--- start ---

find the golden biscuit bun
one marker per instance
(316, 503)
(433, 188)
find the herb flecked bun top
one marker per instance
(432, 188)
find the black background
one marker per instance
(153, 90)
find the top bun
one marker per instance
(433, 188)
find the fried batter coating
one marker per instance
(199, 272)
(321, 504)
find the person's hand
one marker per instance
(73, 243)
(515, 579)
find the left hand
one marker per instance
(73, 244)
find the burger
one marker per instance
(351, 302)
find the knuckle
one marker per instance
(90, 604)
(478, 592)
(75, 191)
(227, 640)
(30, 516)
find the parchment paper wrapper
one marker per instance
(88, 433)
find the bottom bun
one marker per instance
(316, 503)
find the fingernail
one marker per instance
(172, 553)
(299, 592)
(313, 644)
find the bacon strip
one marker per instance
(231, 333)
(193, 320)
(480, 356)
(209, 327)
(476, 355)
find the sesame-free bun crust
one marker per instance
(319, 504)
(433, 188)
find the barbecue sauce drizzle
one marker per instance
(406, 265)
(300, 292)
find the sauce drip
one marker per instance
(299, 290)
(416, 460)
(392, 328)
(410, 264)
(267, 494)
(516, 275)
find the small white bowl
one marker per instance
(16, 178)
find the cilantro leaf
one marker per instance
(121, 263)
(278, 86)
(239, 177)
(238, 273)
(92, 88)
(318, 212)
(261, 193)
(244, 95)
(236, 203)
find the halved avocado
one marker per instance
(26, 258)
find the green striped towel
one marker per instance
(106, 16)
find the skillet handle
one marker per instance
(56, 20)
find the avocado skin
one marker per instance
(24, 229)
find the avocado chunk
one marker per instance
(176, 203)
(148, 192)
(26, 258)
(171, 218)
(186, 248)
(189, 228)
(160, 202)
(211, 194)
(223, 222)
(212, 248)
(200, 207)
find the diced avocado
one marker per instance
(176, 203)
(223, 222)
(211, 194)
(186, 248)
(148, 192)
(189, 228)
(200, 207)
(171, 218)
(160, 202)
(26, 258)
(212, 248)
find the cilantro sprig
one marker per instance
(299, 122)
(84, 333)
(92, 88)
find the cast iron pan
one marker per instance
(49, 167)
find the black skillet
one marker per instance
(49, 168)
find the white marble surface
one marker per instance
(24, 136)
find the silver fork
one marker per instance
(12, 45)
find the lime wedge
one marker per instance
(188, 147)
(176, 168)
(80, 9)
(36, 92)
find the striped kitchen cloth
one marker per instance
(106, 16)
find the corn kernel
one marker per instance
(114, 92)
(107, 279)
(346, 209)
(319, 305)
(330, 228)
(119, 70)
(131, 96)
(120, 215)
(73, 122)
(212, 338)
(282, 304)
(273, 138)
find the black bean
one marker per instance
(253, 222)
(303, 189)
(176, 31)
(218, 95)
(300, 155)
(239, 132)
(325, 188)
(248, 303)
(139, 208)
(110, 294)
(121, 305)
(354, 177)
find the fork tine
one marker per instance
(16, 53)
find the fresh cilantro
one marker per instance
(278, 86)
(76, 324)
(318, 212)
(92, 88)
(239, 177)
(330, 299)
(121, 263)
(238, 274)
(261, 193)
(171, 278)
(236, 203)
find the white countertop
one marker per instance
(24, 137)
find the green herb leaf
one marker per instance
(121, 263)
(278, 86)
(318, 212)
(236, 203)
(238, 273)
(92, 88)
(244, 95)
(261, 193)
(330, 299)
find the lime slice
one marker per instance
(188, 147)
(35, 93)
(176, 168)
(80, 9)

--- end ---

_REQUIRED TASK_
Above are the records; copy all of them exactly.

_EXERCISE OUTPUT_
find the golden biscuit bun
one marker per instance
(316, 503)
(433, 188)
find the herb flecked bun top
one marker per instance
(432, 188)
find the black background
one marker per instance
(153, 90)
find the top bun
one marker per instance
(433, 188)
find the fried batter coating
one marker per instance
(199, 272)
(321, 504)
find the person's hand
one marker per instance
(73, 243)
(515, 579)
find the left hand
one marker per instance
(73, 244)
find the burger
one marker per instance
(351, 302)
find the knuckle
one marker per instance
(90, 604)
(478, 592)
(75, 191)
(227, 640)
(30, 516)
find the parchment paper wrapper
one marker per instance
(88, 433)
find the bottom bun
one marker per instance
(316, 503)
find the fingernail
one marker per instance
(172, 553)
(299, 592)
(313, 644)
find the bacon strip
one marker per instance
(231, 333)
(193, 320)
(480, 356)
(209, 327)
(476, 355)
find the sesame-free bun crust
one marker per instance
(319, 504)
(433, 188)
find the barbecue sauce drizzle
one marker per instance
(406, 265)
(300, 292)
find the sauce drip
one marker per instance
(299, 290)
(416, 460)
(392, 328)
(410, 264)
(267, 494)
(516, 275)
find the small white bowl
one marker per instance
(16, 178)
find the cilantro leaf
one marker per instance
(121, 263)
(278, 86)
(239, 177)
(238, 273)
(92, 88)
(318, 212)
(261, 193)
(244, 95)
(236, 203)
find the halved avocado
one marker per instance
(26, 258)
find the green striped towel
one marker per instance
(106, 16)
find the skillet handle
one marker per instance
(56, 20)
find the avocado skin
one marker per instance
(24, 229)
find the avocado chunk
one marker per instance
(176, 203)
(148, 192)
(26, 258)
(171, 218)
(186, 248)
(189, 228)
(160, 202)
(211, 194)
(223, 222)
(212, 248)
(200, 207)
find the diced avocado
one marker per instance
(176, 203)
(223, 222)
(211, 194)
(186, 248)
(148, 192)
(189, 228)
(200, 207)
(171, 218)
(160, 202)
(26, 258)
(212, 248)
find the cilantro sprig
one marker per instance
(299, 122)
(84, 333)
(92, 88)
find the cast iron pan
one marker per instance
(49, 167)
find the black skillet
one marker per instance
(49, 168)
find the white marble surface
one marker per instance
(24, 136)
find the silver fork
one marker per instance
(12, 45)
find the lime wedge
one marker per instance
(188, 147)
(176, 168)
(80, 9)
(36, 92)
find the striped kitchen cloth
one marker per instance
(106, 16)
find the corn kernel
one marker per instance
(114, 92)
(107, 279)
(346, 209)
(319, 305)
(330, 228)
(119, 70)
(131, 96)
(120, 215)
(73, 122)
(212, 338)
(282, 304)
(273, 138)
find the black bean
one marker per instance
(253, 222)
(303, 189)
(176, 31)
(218, 95)
(300, 155)
(239, 132)
(325, 188)
(248, 303)
(139, 208)
(110, 294)
(121, 305)
(354, 177)
find the fork tine
one marker per instance
(16, 53)
find the fresh cilantro
one marker per instance
(278, 86)
(76, 324)
(318, 212)
(92, 88)
(239, 177)
(330, 299)
(121, 263)
(238, 274)
(261, 193)
(171, 278)
(236, 203)
find the white countertop
one marker per instance
(24, 137)
find the green herb leaf
one marker per instance
(121, 263)
(278, 86)
(318, 212)
(236, 203)
(238, 273)
(92, 88)
(244, 95)
(261, 193)
(330, 299)
find the lime slice
one marker per instance
(188, 147)
(35, 93)
(176, 168)
(80, 9)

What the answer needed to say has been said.